▶ _Given exercise_: Convert all of the data below into a JSON list of strings, one string per line, with blank lines omitted. Leave the pictures out of the list.

▶ _Extracted entries_:
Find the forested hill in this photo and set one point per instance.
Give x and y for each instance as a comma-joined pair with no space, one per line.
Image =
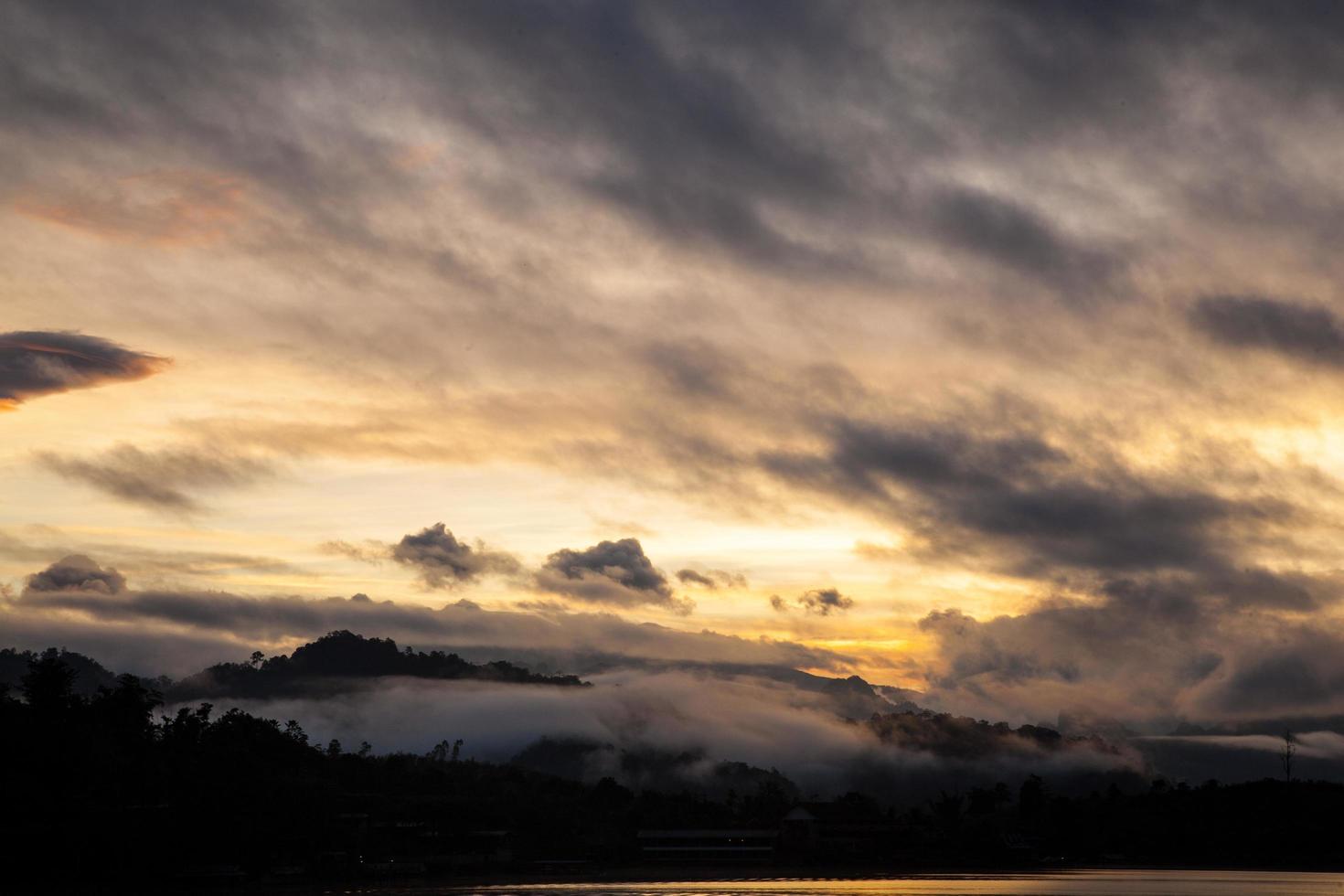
337,660
335,663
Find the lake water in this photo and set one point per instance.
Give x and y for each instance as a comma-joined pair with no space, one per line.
1081,883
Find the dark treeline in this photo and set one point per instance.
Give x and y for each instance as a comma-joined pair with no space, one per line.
336,660
102,790
331,664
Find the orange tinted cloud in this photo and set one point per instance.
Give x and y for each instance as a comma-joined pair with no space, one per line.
37,363
165,208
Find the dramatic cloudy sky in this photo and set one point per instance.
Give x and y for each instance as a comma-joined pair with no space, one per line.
987,349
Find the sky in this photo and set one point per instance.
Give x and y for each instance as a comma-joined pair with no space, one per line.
991,351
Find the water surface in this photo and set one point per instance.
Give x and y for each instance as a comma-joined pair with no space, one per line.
1077,883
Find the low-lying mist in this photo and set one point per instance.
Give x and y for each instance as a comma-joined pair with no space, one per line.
680,727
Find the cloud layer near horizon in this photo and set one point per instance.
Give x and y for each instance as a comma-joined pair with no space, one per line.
1041,298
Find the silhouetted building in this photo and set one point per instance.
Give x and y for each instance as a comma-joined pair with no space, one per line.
707,845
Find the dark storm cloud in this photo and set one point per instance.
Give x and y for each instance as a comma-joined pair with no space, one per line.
443,561
614,572
66,600
35,363
700,123
1293,329
1035,504
163,480
712,579
78,574
1153,649
1019,238
821,602
824,602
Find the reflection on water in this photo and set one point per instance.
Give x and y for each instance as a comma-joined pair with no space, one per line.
1083,883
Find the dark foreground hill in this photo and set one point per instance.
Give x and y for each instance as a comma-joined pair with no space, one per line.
339,661
100,795
335,663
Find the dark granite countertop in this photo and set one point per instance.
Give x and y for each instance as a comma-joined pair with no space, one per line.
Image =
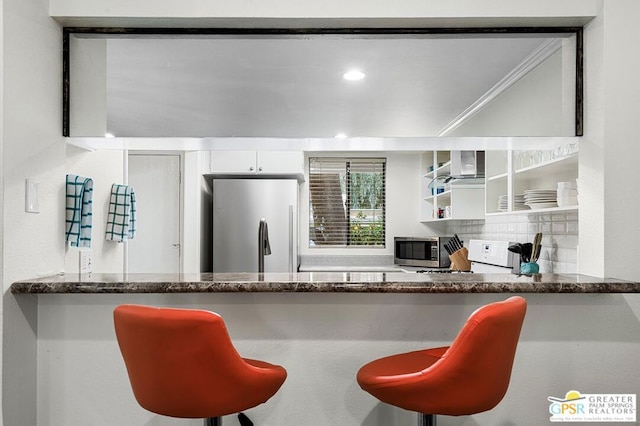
327,282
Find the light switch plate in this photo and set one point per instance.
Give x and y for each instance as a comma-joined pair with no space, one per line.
86,261
31,202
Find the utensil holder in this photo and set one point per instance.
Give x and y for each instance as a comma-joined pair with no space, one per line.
460,260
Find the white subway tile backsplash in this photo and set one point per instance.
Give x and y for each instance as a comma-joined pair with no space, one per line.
560,235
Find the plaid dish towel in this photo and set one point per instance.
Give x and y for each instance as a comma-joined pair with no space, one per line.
78,215
121,221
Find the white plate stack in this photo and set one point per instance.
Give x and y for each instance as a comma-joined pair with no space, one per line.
567,194
519,202
541,198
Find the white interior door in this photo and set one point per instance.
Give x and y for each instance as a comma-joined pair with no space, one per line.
156,181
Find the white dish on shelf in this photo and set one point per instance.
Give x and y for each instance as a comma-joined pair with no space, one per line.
537,206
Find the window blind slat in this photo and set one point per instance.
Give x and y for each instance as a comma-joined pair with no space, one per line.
347,201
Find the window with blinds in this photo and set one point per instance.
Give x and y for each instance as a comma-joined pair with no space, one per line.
347,202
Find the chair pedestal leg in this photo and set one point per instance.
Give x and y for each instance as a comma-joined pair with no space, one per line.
426,419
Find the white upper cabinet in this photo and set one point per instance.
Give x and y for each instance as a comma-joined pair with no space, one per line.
533,181
257,163
445,197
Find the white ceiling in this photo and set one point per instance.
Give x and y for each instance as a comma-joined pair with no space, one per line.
293,86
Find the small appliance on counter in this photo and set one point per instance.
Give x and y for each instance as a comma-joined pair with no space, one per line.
425,252
488,256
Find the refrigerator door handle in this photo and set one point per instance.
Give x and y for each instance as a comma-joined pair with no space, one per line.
264,248
291,263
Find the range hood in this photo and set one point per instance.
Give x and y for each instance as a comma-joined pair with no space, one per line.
467,165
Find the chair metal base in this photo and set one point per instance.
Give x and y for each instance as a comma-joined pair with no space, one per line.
217,421
426,419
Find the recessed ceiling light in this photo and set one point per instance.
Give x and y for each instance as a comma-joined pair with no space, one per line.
353,75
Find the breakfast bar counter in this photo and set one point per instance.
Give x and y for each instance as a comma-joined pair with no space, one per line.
322,282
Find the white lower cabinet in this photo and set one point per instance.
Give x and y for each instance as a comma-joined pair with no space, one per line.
257,162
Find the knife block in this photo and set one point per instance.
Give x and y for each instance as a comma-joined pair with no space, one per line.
460,260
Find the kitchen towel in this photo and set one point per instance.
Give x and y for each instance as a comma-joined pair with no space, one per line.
78,217
121,221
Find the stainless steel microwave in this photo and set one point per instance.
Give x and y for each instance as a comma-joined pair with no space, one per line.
428,252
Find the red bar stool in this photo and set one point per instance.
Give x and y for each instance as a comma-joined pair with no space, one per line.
182,363
468,377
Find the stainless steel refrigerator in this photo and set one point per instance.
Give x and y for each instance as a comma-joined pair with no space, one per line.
243,210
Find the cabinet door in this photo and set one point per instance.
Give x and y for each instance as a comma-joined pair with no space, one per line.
280,162
233,162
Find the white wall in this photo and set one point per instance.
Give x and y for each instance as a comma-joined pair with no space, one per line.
554,358
533,106
445,13
588,343
33,148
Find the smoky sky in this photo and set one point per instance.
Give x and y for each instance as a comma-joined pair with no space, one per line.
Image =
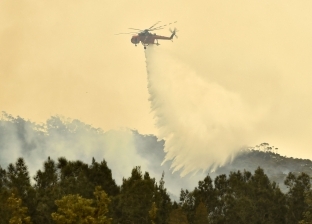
63,58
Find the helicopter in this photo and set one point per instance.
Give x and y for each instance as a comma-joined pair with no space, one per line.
146,37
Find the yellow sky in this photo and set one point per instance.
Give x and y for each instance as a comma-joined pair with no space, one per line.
62,57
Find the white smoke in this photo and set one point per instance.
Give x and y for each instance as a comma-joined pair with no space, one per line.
202,123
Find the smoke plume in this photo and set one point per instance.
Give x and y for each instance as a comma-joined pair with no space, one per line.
202,123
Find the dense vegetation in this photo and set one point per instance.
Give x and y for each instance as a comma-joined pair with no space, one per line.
72,191
75,192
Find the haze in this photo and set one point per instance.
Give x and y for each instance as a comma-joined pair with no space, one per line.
63,58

▶ _Correct result_:
[
  "Find the forested hill in this photo and set one point per instance.",
  "Give x and y for each instance as a comma-joined pair with no space, one per line.",
  "Image =",
  "337,660",
  "335,663",
  "Find the lake water in this photo and set one point per instance.",
  "Give x and y for each instance as a comma-joined pair with no space, one per line.",
  "1081,883",
  "Find the dark treeline in this photo and set one point per instance.",
  "Give x and y for each instance as a comma-joined pair with no space, one per line.",
  "336,660",
  "102,790",
  "331,664",
  "Find the orange tinted cloud in this photo and set one point per instance.",
  "Give x and y for each instance as a comma-joined pair with no space, one per line.",
  "37,363",
  "165,208",
  "Find the dramatic cloudy sky in this photo and set one point per instance.",
  "Give x and y for each instance as a comma-joined pair with no space, one per line.",
  "987,349",
  "Find the sky in this photo and set one point per instance.",
  "Give x and y for each instance as a comma-joined pair with no space, one per line.",
  "991,351",
  "Find the water surface in this photo and set one point per instance.",
  "Give x and y for each instance as a comma-joined pair with no space, one per line.",
  "1077,883",
  "Find the low-lying mist in this photo and set one point per instance.",
  "Give x and y for each instance as a comma-joined pair with no space, one per line.",
  "680,727",
  "Find the cloud layer near horizon in this photo and set one point per instance.",
  "Give x and y for each instance as a comma-joined pair with no space, one per line.",
  "1041,298",
  "Find the silhouetted building in this photo and set one point per instance.",
  "Give x and y for each instance as a comma-joined pair with no space, one per line.",
  "707,845",
  "Find the dark storm cloud in this photo and set one point per instance.",
  "Give x and y for each instance as a comma-joined pair with no space, one per line.",
  "443,561",
  "614,572",
  "66,600",
  "35,363",
  "700,123",
  "1293,329",
  "1035,504",
  "163,480",
  "712,579",
  "78,574",
  "1153,649",
  "1019,238",
  "821,602",
  "824,602",
  "Find the reflection on water in this photo and set one point per instance.",
  "Give x and y for each instance as a comma-joined pair with no space, one per line.",
  "1083,883",
  "Find the dark foreground hill in this photo and set one point per instance.",
  "Give x and y for each instance as a comma-joined pair with no space, one per line.",
  "339,661",
  "100,795",
  "335,663",
  "Find the dark granite countertop in this photo and set one point per instance.",
  "Give x and y for each instance as a comma-joined pair with no space, one per line.",
  "Image =",
  "327,282",
  "Find the light switch plate in this photo and set one point per instance.",
  "Give x and y for each instance as a comma-joined pair with no space, one per line.",
  "86,261",
  "31,202",
  "Find the utensil holder in this photo and set one point per instance.",
  "Give x and y for each instance as a comma-joined pair with no space, one per line.",
  "460,260",
  "Find the white subway tile backsplash in this photo and set one point per instance.",
  "Give x and y for each instance as a comma-joined pair with no space, one per line.",
  "560,235",
  "Find the plaid dish towel in this photo and set one point per instance.",
  "Give x and y for each instance as a comma-joined pair with no space, one per line.",
  "78,215",
  "121,221",
  "Find the white plate stack in this photo and set one point per instance.",
  "Give x and y for each instance as a comma-joined pair with no space, one per line.",
  "567,194",
  "519,202",
  "541,198",
  "Find the white interior door in this photo and set one point per instance.",
  "Give x and y for each instance as a comma-joined pair with no space, one per line.",
  "156,181",
  "Find the white dish on shelf in this photo and set one point per instance.",
  "Give x and y for each instance as a comma-joined pair with no space, one per line.",
  "537,206",
  "Find the window blind slat in this photo and set one point per instance.",
  "Give x and y for each instance as a comma-joined pair with no space, one per line.",
  "347,201",
  "Find the window with blinds in this photo and set one point per instance.",
  "Give x and y for each instance as a comma-joined pair with no space, one per line.",
  "347,202",
  "Find the chair pedestal leg in this photo and set one point per instance.",
  "Give x and y for each instance as a comma-joined pair with no space, one per line.",
  "426,419",
  "Find the white upper cabinet in this photo and set one point per instance.",
  "Give x and y for each instance as a comma-joined pair with no space, one per line.",
  "533,181",
  "257,163",
  "445,197",
  "Find the white ceiling in this photo and set one point per instance.",
  "Give x and y for each instance as a comma-joined pair with no space, one per line.",
  "293,86",
  "Find the small appliance on counter in this photo and set one point per instance.",
  "Give x and y for each instance as a comma-joined pair with no space, one per line.",
  "425,252",
  "488,256",
  "Find the refrigerator door handle in this photo and set one point per instance.",
  "Give x and y for each instance as a comma-joined pair with no space, one per line.",
  "264,248",
  "291,263",
  "Find the range hood in this photo and set one point per instance.",
  "Give x and y for each instance as a comma-joined pair with no space, one per line.",
  "467,165",
  "Find the chair metal base in this photo and set one point per instance.",
  "Give x and y for each instance as a comma-joined pair with no space, one per line.",
  "217,421",
  "426,419",
  "Find the recessed ceiling light in this photo and set one point per instance.",
  "Give x and y for each instance as a comma-joined pair with no space, one per line.",
  "353,75",
  "Find the breakfast bar counter in this photo and set one point per instance.",
  "Give x and y for each instance as a comma-joined pair with no space, one per line.",
  "322,282",
  "Find the white lower cabinet in this photo and set one point per instance.",
  "Give x and y for each instance as a comma-joined pair with no space, one per line.",
  "257,162",
  "Find the knife block in this photo and set one point per instance.",
  "Give x and y for each instance as a comma-joined pair with no space, one per line.",
  "460,260",
  "Find the kitchen towel in this photo and set one point per instance.",
  "Give x and y for each instance as a comma-joined pair with no space, one per line.",
  "78,217",
  "121,221",
  "Find the stainless steel microwave in this photo and set one point per instance.",
  "Give x and y for each instance as a comma-joined pair with no space, one per line.",
  "428,252",
  "Find the red bar stool in this photo and set one point per instance.",
  "Give x and y for each instance as a comma-joined pair with no space, one per line.",
  "182,363",
  "468,377",
  "Find the stainless steel refrigerator in this photo and set one point per instance.",
  "Give x and y for each instance as a comma-joined pair with no space, one per line.",
  "243,210",
  "Find the cabinet door in this photo and set one point per instance.",
  "Give x and y for each instance as a comma-joined pair with no space, one per line.",
  "280,162",
  "233,162",
  "Find the white wall in this photo and set one point per instance.",
  "Give x and y for each instance as a comma-joined pair with no space, one per line.",
  "554,358",
  "533,106",
  "445,13",
  "588,343",
  "33,148",
  "Find the smoky sky in this photo and set one point per instance.",
  "Give x and y for each instance as a comma-joined pair with no space, one per line.",
  "Image =",
  "63,58",
  "Find the helicopter in this photo and set one point per instance.",
  "Give x and y for each instance as a comma-joined pair with no space, one per line.",
  "146,37",
  "Find the yellow sky in this photo and set one point per instance.",
  "Give x and y for each instance as a comma-joined pair with no space, one per line.",
  "62,57",
  "Find the white smoke in this photo and set one point per instance.",
  "Give x and y for each instance as a comma-joined pair with no space, one per line.",
  "202,123",
  "Find the smoke plume in this photo and set one point per instance.",
  "Give x and y for each instance as a comma-joined pair with no space, one per line.",
  "202,123",
  "Find the dense vegetation in this photo and set one point per instance.",
  "Give x and y for each instance as a comma-joined pair with no space, one per line.",
  "72,191",
  "75,192",
  "Find the haze in this photo and set one point per instance.",
  "Give x and y for each instance as a comma-joined pair with no space, one per line.",
  "63,58"
]